[Point-based annotation data]

+===+

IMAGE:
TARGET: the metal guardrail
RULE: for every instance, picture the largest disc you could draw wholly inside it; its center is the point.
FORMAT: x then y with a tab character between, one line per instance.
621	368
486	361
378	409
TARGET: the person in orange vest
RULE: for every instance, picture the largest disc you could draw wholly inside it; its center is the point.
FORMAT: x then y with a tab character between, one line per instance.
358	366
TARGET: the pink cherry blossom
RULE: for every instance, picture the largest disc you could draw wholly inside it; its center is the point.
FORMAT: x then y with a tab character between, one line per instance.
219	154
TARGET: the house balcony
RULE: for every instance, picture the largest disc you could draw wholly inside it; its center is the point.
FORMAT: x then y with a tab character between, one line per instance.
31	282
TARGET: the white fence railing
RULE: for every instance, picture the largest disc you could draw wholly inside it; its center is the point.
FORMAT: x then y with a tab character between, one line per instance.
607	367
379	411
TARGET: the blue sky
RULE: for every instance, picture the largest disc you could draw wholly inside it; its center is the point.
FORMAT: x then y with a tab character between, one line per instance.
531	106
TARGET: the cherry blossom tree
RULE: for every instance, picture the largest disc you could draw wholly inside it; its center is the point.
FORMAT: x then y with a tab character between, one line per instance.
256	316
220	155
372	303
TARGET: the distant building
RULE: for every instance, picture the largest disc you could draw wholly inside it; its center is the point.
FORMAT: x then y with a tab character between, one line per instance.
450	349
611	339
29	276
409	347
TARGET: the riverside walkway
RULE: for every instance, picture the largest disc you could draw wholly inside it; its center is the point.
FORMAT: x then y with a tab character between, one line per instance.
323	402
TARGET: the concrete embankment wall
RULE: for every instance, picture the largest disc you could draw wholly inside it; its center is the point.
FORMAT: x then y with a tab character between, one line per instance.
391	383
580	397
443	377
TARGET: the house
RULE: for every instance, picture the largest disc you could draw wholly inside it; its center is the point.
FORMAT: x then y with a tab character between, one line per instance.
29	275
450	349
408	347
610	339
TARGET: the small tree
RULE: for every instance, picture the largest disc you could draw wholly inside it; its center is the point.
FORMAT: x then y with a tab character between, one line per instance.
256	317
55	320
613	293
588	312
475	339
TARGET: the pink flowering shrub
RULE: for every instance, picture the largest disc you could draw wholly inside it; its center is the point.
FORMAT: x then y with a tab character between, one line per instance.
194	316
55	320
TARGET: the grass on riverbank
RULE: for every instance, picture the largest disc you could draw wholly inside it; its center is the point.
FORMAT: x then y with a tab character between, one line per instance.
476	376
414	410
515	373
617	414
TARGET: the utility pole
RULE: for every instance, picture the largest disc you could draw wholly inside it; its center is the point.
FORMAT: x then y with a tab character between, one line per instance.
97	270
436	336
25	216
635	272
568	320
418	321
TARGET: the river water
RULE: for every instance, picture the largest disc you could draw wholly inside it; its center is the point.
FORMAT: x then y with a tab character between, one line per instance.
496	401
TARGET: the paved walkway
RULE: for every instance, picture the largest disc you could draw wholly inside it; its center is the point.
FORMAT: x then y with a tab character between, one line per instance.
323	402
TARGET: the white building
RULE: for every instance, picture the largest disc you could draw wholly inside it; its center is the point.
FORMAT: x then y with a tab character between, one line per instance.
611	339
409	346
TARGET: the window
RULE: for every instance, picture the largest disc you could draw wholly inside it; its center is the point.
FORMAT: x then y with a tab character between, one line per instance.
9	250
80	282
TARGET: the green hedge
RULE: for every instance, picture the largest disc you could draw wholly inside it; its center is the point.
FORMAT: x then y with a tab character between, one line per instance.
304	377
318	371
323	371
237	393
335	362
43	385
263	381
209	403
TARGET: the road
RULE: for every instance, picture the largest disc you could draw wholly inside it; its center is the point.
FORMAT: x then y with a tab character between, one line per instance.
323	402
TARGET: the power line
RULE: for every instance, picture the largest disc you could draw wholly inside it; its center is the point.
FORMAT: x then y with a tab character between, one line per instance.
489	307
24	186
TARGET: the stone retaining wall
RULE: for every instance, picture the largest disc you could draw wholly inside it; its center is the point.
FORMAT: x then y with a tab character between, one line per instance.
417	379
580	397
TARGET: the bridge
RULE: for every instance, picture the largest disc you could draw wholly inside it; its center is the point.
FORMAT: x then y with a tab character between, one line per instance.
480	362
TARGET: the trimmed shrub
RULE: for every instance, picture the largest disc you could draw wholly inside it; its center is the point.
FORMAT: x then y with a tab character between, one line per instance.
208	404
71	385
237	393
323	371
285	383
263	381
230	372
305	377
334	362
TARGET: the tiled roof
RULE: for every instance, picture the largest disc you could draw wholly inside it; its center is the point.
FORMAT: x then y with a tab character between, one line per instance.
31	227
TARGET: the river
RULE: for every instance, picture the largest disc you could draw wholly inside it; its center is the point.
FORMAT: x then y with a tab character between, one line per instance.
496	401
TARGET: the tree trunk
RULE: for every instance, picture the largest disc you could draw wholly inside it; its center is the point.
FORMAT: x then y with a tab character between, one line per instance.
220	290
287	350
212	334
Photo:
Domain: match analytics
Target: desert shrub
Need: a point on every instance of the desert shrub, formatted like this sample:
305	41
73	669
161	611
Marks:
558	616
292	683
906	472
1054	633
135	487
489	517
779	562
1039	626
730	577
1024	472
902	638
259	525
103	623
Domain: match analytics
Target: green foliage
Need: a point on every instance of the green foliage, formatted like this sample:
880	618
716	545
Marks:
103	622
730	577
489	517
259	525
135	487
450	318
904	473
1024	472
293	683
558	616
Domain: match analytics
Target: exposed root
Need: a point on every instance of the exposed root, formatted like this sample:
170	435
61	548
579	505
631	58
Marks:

+===+

* _The request_
Extract every line above exactly as it stands.

* _Result_
IMAGE:
TARGET: the metal guardrail
RULE: for every instance, picture the largest disc you could draw wholly inside it; its center is the point.
FORMAT: x then y with a tab character between, one line per instance.
621	368
486	361
378	409
TARGET: the person in orange vest
RULE: for every instance, picture the largest disc you could draw wholly inside it; its center is the point.
FORMAT: x then y with a tab character between, one line per instance.
358	366
TARGET: the pink cherry blossom
RULE: for every instance, picture the largest disc you could draw wholly inside it; its center is the point.
FORMAT: x then y with a tab character between, one line per instance.
219	154
TARGET: the house balcony
RULE: for every instance, picture the largest disc you could draw wholly inside it; its center is the point.
FORMAT: x then y with a tab character between, one line per instance.
31	282
TARGET: the white fence railing
RULE: for every instance, picture the largest disc you could draw wholly inside it; its center is the point.
FORMAT: x then y with a tab character between, one line per instance.
607	367
379	411
TARGET: the blue sky
RULE: for every instance, picture the largest disc you could draw wholly inside it; its center is the point.
FORMAT: x then y with a tab character between, one line per instance.
531	106
TARGET: the cherry blossom tree
RULE: for every instance, picture the largest disc you could draw wholly inside it; its center is the point.
FORMAT: x then y with a tab character between, one line per instance.
256	316
220	155
372	303
TARGET: the distant building
RULE: for every instance, picture the largest disc you could draw wholly inside it; its center is the point.
FORMAT: x then y with a tab character between, one line per instance.
450	349
611	339
29	276
409	347
TARGET: the riverside walkway
RULE: for every instance, picture the largest disc you could draw wholly inside it; its center is the point.
FORMAT: x then y with a tab character between, one line per instance.
323	402
TARGET: the concrete embankment wall
RULE: for every instance, picture the largest disc you could draw wholly inside it; its center is the point.
FORMAT: x then y with a tab character between, one line per instance.
391	383
580	397
443	377
TARGET: the house
RULE: for every instance, picture the largest disc you could draw wholly inside it; its center is the point.
FORMAT: x then y with a tab character between, one line per instance.
29	275
450	349
408	347
610	339
TARGET: the small tree
RULE: for every instance, picture the largest disc you could draw wholly inside it; its center is the point.
FORMAT: x then y with a tab character between, one line per instance.
256	317
55	320
613	293
588	312
475	339
TARGET: the pink flowering shrub
RULE: for every instance, picture the largest disc you could draw wholly inside it; its center is the point.
FORMAT: x then y with a tab character between, one line per instance.
194	316
55	320
TARGET: the grass on riverbank
RULE: for every instance, picture the largest disc you could draw wholly inside it; its center is the point.
FORMAT: x then y with a tab character between, one line per instance.
476	376
414	410
515	373
617	414
TARGET: the utility pole
RULE: for every instance, picture the largest disc you could draw wholly inside it; its center is the point.
FORMAT: x then y with a tab character between, one line per instance.
97	270
436	336
25	216
635	272
568	320
418	321
TARGET: the river water
RULE: for every instance, picture the largest disc you could draw wholly inside it; its center is the point.
FORMAT: x then y with a tab character between, one line per instance.
496	401
TARGET: the paved walkway
RULE: for every instance, picture the largest disc you could draw wholly inside it; its center is the point.
FORMAT: x then y with a tab character between, one line per instance.
323	402
TARGET: the white building
RULE: for every instance, picture the largest disc you could draw wholly inside it; its center is the point.
FORMAT: x then y with a tab character between, one line per instance.
611	339
409	346
TARGET: the window
RULE: for every instance, picture the largest disc you could draw wholly inside it; its center is the point.
FORMAT: x then y with a tab character between, one line per instance.
9	250
80	282
TARGET: the green hedge
RULE: for every instance, picture the largest disc you could draw wholly inside it; its center is the point.
FORMAT: x then y with a tab character between, one line per instance.
304	377
318	371
323	371
237	393
335	362
43	385
263	381
209	403
TARGET: the road
RULE: for every instance, picture the largest disc you could draw wholly inside it; its center is the point.
FORMAT: x then y with a tab character between, one line per instance.
323	402
TARGET: the power line
RULE: for every instance, picture the largest disc you could draw wholly inside it; its center is the point.
FORMAT: x then y with a tab character between, one line per instance.
489	307
24	186
TARGET: the stone retaining wall
RULE: for every instance, picture the largest disc you could draw wholly inside it; its center is the point.
FORMAT: x then y with a tab character between, one line per instance.
417	379
580	397
TARGET: the bridge
RULE: for every instance, picture the largest disc you could draw wholly inside it; its center is the point.
FORMAT: x then y with a tab character between, one line per instance.
480	362
TARGET: the trimmed shrub
RULE: for every instance, picture the largest disc you could draw wholly inside it; its center is the point.
FORMAT: x then y with a tab character between, one line per instance.
208	404
71	385
237	393
323	371
285	383
263	381
230	372
305	377
334	362
TARGET: the tiled roof
RULE: for every instance, picture the largest disc you could draw wholly inside it; its center is the point.
FORMAT: x then y with a tab character between, one line per instance.
31	227
TARGET: the river
RULE: for every instance, picture the largest disc you could draw wholly inside it; its center is the point.
FORMAT: x then y with a tab character between, one line per instance.
496	401
TARGET: the tree trunk
RULE: for every instance, picture the largest disc you could draw wholly inside it; its center is the point.
FORMAT: x then y with a tab character between, one line per instance.
220	290
287	350
212	334
Photo:
Domain: match analytics
Target: desert shrub
Need: a point on every instance of the desert shrub, formatted like this sample:
305	41
73	669
161	611
Marks:
558	616
292	683
906	472
1054	633
135	487
489	517
779	562
1039	626
730	577
1024	472
902	638
259	525
103	623
Domain: match analytics
Target: green foliage
Need: a point on every instance of the green foliage, formatted like this sample:
880	618
716	545
Marks:
103	622
730	577
489	517
259	525
135	487
450	318
904	473
1024	472
293	683
558	616
Domain: match analytics
Target: exposed root
Need: a point on every instance of the exposed root, formatted like this sample:
170	435
61	548
579	505
631	58
Marks:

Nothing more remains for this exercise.